--- START ---
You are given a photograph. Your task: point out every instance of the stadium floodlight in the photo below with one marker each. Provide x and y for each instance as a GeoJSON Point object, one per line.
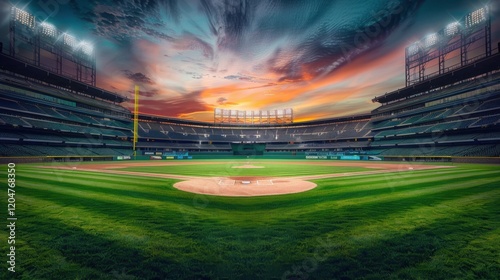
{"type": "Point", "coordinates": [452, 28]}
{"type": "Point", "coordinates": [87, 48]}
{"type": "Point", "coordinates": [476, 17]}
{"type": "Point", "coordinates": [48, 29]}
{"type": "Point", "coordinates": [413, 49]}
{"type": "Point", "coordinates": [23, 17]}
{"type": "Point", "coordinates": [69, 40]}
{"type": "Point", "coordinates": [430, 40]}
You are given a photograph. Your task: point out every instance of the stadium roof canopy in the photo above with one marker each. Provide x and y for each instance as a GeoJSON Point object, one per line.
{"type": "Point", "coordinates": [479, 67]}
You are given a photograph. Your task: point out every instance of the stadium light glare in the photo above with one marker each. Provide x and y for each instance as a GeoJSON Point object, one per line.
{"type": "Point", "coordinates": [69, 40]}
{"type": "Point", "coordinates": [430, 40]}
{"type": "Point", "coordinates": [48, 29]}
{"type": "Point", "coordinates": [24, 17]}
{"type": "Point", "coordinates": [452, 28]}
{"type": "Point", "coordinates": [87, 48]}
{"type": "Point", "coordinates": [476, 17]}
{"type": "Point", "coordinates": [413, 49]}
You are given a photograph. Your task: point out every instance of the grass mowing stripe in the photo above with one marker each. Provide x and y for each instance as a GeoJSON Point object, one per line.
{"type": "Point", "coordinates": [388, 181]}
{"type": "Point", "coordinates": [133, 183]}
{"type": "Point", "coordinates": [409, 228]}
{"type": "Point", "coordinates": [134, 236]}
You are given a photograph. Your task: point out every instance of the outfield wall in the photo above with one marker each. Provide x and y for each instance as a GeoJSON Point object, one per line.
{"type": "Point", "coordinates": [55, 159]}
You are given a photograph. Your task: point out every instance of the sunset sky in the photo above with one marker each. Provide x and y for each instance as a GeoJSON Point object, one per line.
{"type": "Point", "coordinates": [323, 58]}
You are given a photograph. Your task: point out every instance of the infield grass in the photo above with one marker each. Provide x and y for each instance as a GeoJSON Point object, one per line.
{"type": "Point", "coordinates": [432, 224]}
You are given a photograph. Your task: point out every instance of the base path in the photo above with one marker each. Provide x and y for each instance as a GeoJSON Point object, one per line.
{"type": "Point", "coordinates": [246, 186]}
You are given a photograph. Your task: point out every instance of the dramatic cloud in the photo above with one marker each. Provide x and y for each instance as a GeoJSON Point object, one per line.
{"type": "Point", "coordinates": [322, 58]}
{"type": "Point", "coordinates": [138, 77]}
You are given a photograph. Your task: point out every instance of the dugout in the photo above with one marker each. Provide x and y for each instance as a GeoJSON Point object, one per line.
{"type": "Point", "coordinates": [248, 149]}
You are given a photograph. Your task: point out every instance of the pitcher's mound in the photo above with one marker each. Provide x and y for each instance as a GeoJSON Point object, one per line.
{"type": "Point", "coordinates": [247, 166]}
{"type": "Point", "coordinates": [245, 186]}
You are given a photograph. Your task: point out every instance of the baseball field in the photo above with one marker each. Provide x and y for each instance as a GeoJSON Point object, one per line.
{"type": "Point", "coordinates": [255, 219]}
--- END ---
* OBJECTIVE
Beginning at the line containing "of the infield", repeat each line exactly through the last line of the entries, and include no other lines.

* SOLVED PROBLEM
You are given a photograph. Your task: point out every instance of the infield grass in the photo above with one marker each. Provide x and y for each instance as a GeoJSON Point object, one per line.
{"type": "Point", "coordinates": [432, 224]}
You are given a photograph. Your task: point out every instance of the base path in the photo above with one marker each. Provide x and y for each instance as a GeoJSON Point object, one per line.
{"type": "Point", "coordinates": [246, 186]}
You are given a photograph. Your task: point out every instance of the dramatic cloud in the photo above with one marker each. Provide x and y for each instance as a GeoJSON Point object, one per line.
{"type": "Point", "coordinates": [322, 58]}
{"type": "Point", "coordinates": [138, 77]}
You are given a photograph. Your task: point out every instance of the dugout in the photo above with one marker each. Provide x and y for each instance as a GeoJSON Point object, one per line.
{"type": "Point", "coordinates": [248, 149]}
You are given a photograph. Your task: point out every instance of the pitcher's mound in the photo above with one marker each. Provide x and y for each instance as a GeoJSON Point object, one per line.
{"type": "Point", "coordinates": [247, 166]}
{"type": "Point", "coordinates": [245, 186]}
You are given a photograph. Your task: point out every instance of the baseball field in the photo above with one marker each. Provide x and y for each instance as a GeoJSON Point object, one per line.
{"type": "Point", "coordinates": [255, 219]}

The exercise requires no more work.